▶ [Exercise] Scale the lines from the one containing "of the brown" through the end of the records, including both of those lines, and repeat them with the requests as they are. Multiply every x and y coordinate in the answers by 1.75 and round to whole numbers, rounding halves up, and leave the pictures out.

▶ [Input material]
◇ ◇ ◇ ◇

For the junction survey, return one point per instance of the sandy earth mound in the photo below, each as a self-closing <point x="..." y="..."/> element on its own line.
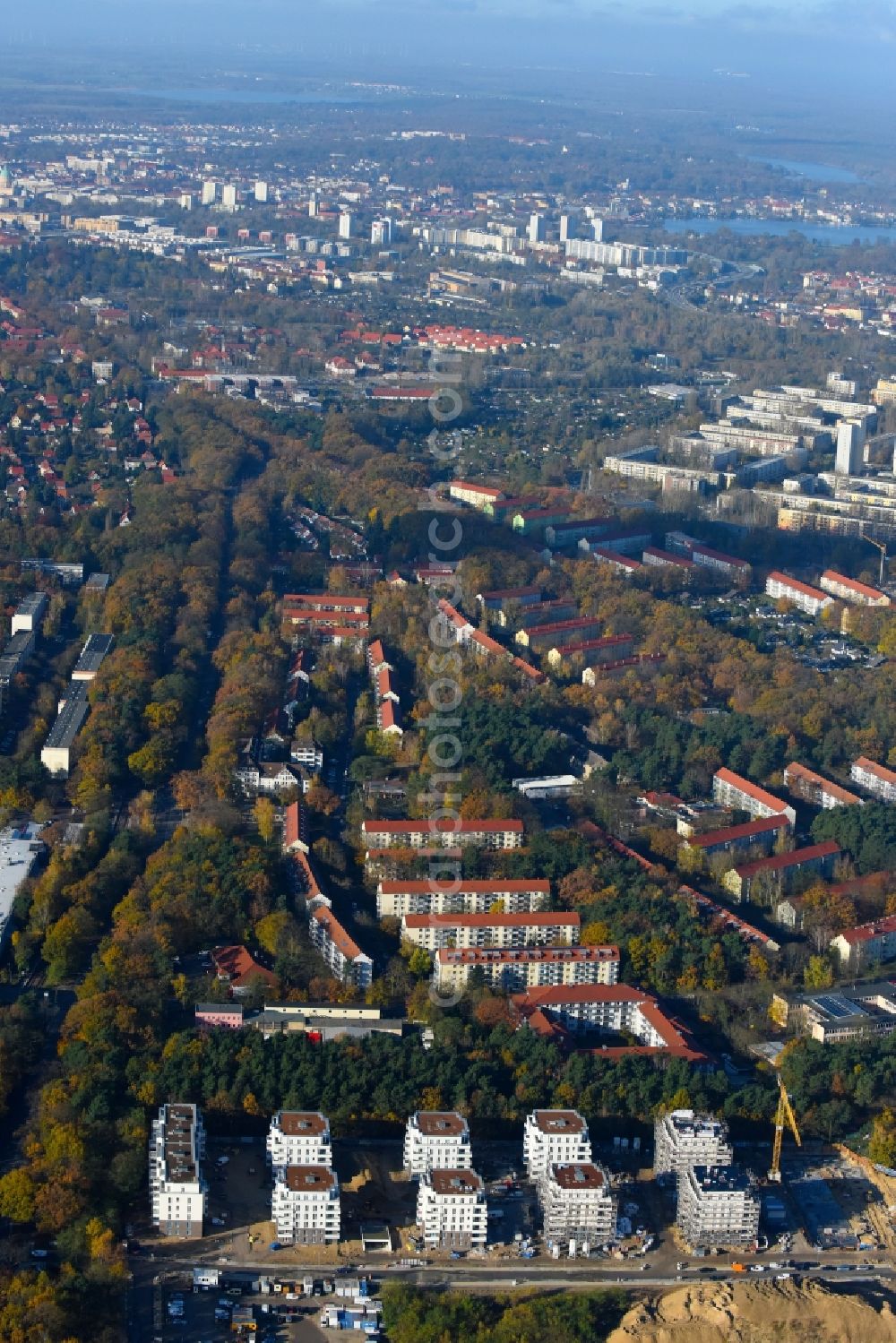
<point x="762" y="1313"/>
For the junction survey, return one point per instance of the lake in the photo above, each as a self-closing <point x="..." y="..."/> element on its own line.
<point x="831" y="234"/>
<point x="815" y="172"/>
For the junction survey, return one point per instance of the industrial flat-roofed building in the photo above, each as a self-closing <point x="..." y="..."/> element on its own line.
<point x="437" y="1141"/>
<point x="56" y="753"/>
<point x="718" y="1206"/>
<point x="306" y="1206"/>
<point x="29" y="614"/>
<point x="91" y="657"/>
<point x="177" y="1186"/>
<point x="452" y="1210"/>
<point x="298" y="1138"/>
<point x="576" y="1202"/>
<point x="554" y="1135"/>
<point x="683" y="1139"/>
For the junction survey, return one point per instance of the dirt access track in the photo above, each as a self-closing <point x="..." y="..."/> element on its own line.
<point x="747" y="1313"/>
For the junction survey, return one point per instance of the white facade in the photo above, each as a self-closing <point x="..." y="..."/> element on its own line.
<point x="576" y="1202"/>
<point x="298" y="1138"/>
<point x="395" y="899"/>
<point x="177" y="1186"/>
<point x="805" y="598"/>
<point x="452" y="1210"/>
<point x="306" y="1206"/>
<point x="527" y="968"/>
<point x="437" y="1141"/>
<point x="684" y="1139"/>
<point x="874" y="778"/>
<point x="554" y="1136"/>
<point x="716" y="1208"/>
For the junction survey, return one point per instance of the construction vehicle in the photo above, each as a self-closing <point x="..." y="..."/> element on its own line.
<point x="783" y="1115"/>
<point x="882" y="547"/>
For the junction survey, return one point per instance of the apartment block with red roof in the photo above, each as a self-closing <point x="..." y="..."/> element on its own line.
<point x="492" y="930"/>
<point x="866" y="943"/>
<point x="445" y="831"/>
<point x="874" y="778"/>
<point x="395" y="899"/>
<point x="817" y="790"/>
<point x="525" y="968"/>
<point x="805" y="598"/>
<point x="732" y="790"/>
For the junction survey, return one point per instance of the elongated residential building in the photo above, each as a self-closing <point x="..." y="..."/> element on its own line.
<point x="541" y="928"/>
<point x="395" y="899"/>
<point x="177" y="1186"/>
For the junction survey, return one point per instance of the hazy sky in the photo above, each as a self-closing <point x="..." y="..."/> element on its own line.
<point x="823" y="47"/>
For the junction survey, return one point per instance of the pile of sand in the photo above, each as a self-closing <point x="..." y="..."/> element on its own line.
<point x="759" y="1313"/>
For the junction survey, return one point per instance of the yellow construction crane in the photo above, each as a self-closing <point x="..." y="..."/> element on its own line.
<point x="882" y="547"/>
<point x="783" y="1115"/>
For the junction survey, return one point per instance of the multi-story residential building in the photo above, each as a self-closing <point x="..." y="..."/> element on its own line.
<point x="395" y="899"/>
<point x="817" y="790"/>
<point x="543" y="928"/>
<point x="435" y="1141"/>
<point x="718" y="1206"/>
<point x="554" y="1135"/>
<point x="874" y="778"/>
<point x="850" y="590"/>
<point x="866" y="943"/>
<point x="753" y="834"/>
<point x="501" y="598"/>
<point x="683" y="1139"/>
<point x="780" y="871"/>
<point x="177" y="1190"/>
<point x="525" y="968"/>
<point x="557" y="632"/>
<point x="485" y="834"/>
<point x="306" y="1206"/>
<point x="705" y="557"/>
<point x="576" y="1203"/>
<point x="591" y="651"/>
<point x="339" y="949"/>
<point x="805" y="598"/>
<point x="555" y="1012"/>
<point x="452" y="1210"/>
<point x="731" y="790"/>
<point x="298" y="1138"/>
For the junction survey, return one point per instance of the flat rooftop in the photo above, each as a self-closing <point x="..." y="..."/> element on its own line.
<point x="306" y="1123"/>
<point x="72" y="716"/>
<point x="559" y="1122"/>
<point x="435" y="1123"/>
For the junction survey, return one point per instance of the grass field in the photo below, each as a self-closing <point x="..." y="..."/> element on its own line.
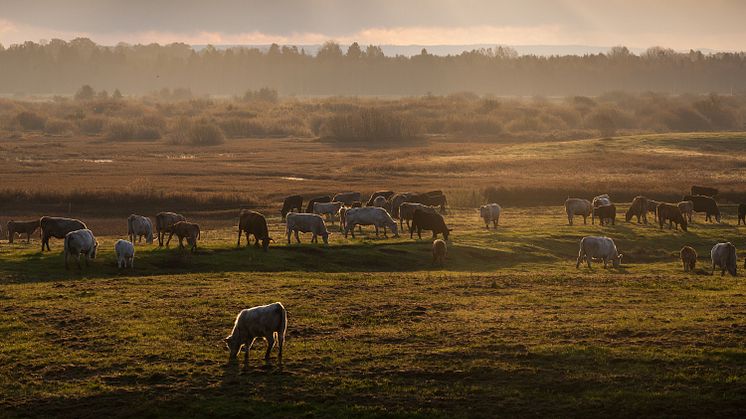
<point x="508" y="327"/>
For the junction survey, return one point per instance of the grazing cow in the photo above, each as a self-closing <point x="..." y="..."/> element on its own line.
<point x="57" y="227"/>
<point x="385" y="194"/>
<point x="406" y="212"/>
<point x="704" y="190"/>
<point x="724" y="256"/>
<point x="705" y="204"/>
<point x="164" y="222"/>
<point x="639" y="209"/>
<point x="577" y="206"/>
<point x="439" y="252"/>
<point x="605" y="214"/>
<point x="291" y="203"/>
<point x="306" y="223"/>
<point x="422" y="220"/>
<point x="185" y="229"/>
<point x="598" y="248"/>
<point x="347" y="197"/>
<point x="672" y="214"/>
<point x="490" y="213"/>
<point x="375" y="216"/>
<point x="597" y="202"/>
<point x="397" y="200"/>
<point x="252" y="222"/>
<point x="79" y="242"/>
<point x="125" y="253"/>
<point x="269" y="322"/>
<point x="139" y="227"/>
<point x="329" y="209"/>
<point x="688" y="258"/>
<point x="686" y="208"/>
<point x="653" y="207"/>
<point x="325" y="198"/>
<point x="741" y="213"/>
<point x="22" y="227"/>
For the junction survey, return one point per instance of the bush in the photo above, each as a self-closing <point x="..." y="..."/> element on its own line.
<point x="30" y="121"/>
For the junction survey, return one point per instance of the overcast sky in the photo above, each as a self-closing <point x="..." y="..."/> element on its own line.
<point x="679" y="24"/>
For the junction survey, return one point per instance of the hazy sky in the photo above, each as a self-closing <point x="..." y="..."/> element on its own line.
<point x="682" y="24"/>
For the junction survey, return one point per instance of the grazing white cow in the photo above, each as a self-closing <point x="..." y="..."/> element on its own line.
<point x="79" y="242"/>
<point x="490" y="213"/>
<point x="327" y="208"/>
<point x="139" y="227"/>
<point x="374" y="216"/>
<point x="599" y="201"/>
<point x="724" y="256"/>
<point x="577" y="206"/>
<point x="125" y="253"/>
<point x="599" y="248"/>
<point x="269" y="322"/>
<point x="306" y="223"/>
<point x="406" y="212"/>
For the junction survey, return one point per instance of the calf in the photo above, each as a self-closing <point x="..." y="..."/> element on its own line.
<point x="139" y="227"/>
<point x="606" y="214"/>
<point x="723" y="255"/>
<point x="439" y="252"/>
<point x="639" y="209"/>
<point x="672" y="214"/>
<point x="688" y="258"/>
<point x="57" y="227"/>
<point x="599" y="248"/>
<point x="22" y="227"/>
<point x="577" y="206"/>
<point x="185" y="229"/>
<point x="164" y="222"/>
<point x="125" y="253"/>
<point x="490" y="213"/>
<point x="306" y="223"/>
<point x="268" y="322"/>
<point x="291" y="203"/>
<point x="79" y="242"/>
<point x="422" y="220"/>
<point x="252" y="222"/>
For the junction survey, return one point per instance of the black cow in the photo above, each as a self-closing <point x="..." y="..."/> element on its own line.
<point x="425" y="221"/>
<point x="705" y="204"/>
<point x="291" y="203"/>
<point x="322" y="199"/>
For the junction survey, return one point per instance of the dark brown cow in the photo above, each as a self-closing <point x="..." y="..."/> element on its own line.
<point x="672" y="214"/>
<point x="252" y="222"/>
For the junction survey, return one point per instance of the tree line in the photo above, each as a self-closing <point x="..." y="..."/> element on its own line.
<point x="61" y="67"/>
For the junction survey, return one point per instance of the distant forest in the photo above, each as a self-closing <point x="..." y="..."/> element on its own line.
<point x="60" y="67"/>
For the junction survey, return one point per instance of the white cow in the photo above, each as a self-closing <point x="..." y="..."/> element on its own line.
<point x="125" y="253"/>
<point x="306" y="223"/>
<point x="374" y="216"/>
<point x="327" y="208"/>
<point x="577" y="206"/>
<point x="598" y="248"/>
<point x="139" y="227"/>
<point x="406" y="212"/>
<point x="269" y="322"/>
<point x="490" y="213"/>
<point x="79" y="242"/>
<point x="724" y="256"/>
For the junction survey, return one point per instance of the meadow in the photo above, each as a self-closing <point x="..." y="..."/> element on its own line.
<point x="507" y="327"/>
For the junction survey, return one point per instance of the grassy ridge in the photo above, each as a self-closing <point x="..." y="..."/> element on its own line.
<point x="507" y="324"/>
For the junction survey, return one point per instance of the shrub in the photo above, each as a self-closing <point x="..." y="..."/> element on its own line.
<point x="30" y="121"/>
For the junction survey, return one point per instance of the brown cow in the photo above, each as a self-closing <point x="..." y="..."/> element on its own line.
<point x="21" y="227"/>
<point x="186" y="229"/>
<point x="672" y="214"/>
<point x="252" y="222"/>
<point x="688" y="258"/>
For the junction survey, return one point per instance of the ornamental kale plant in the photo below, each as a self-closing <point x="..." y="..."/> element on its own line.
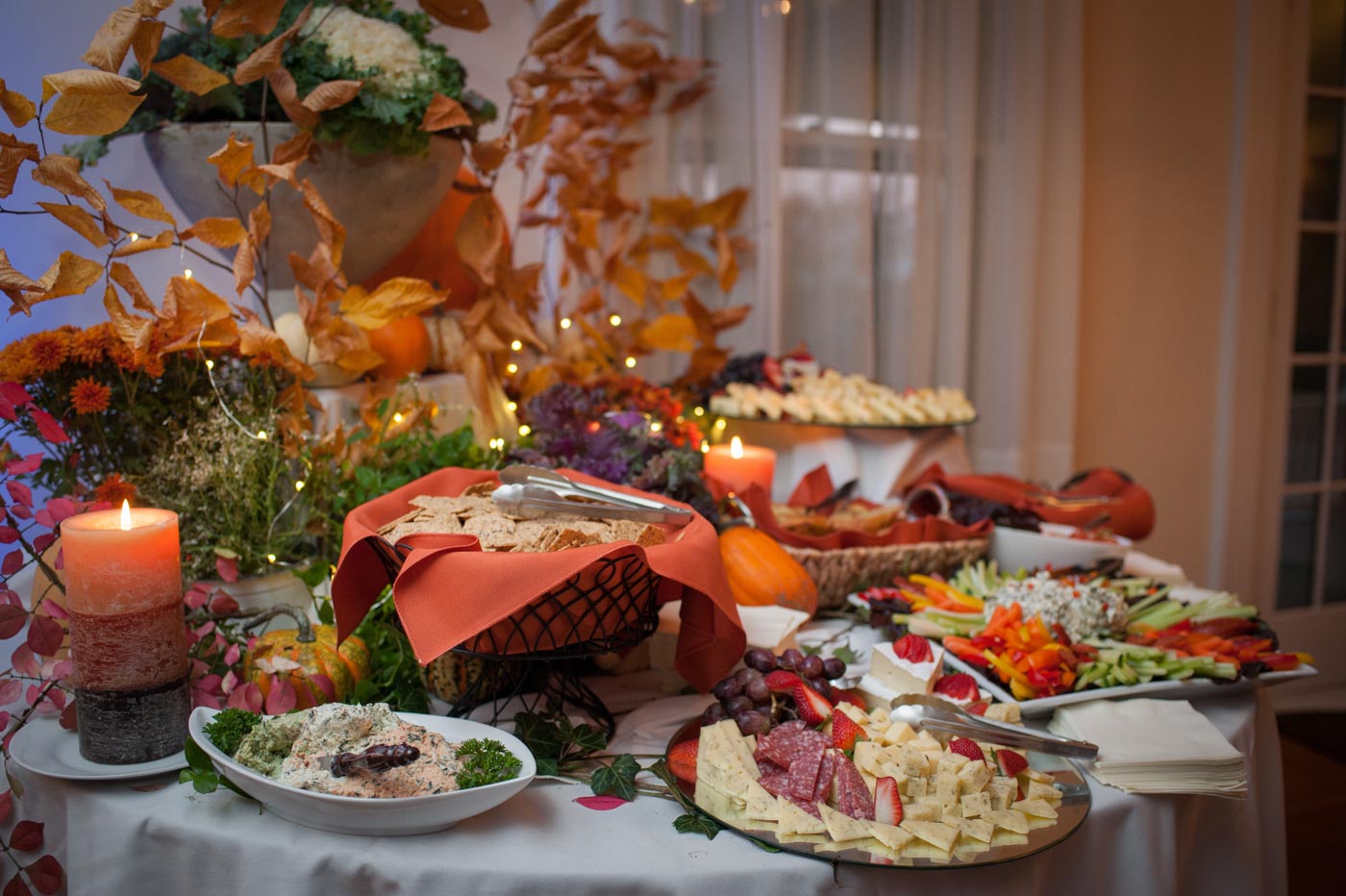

◇ ◇ ◇ ◇

▶ [Full output]
For the junction survey, return one point per instance of the brown cow in the photo above, each as a self-closing <point x="..." y="..."/> element on its own line.
<point x="37" y="397"/>
<point x="326" y="401"/>
<point x="1176" y="375"/>
<point x="441" y="389"/>
<point x="1204" y="452"/>
For the junction survey, return one point per instance of the ornamental kale plant in the photo below, each as a self-closing <point x="..." y="..."/> element on its own line.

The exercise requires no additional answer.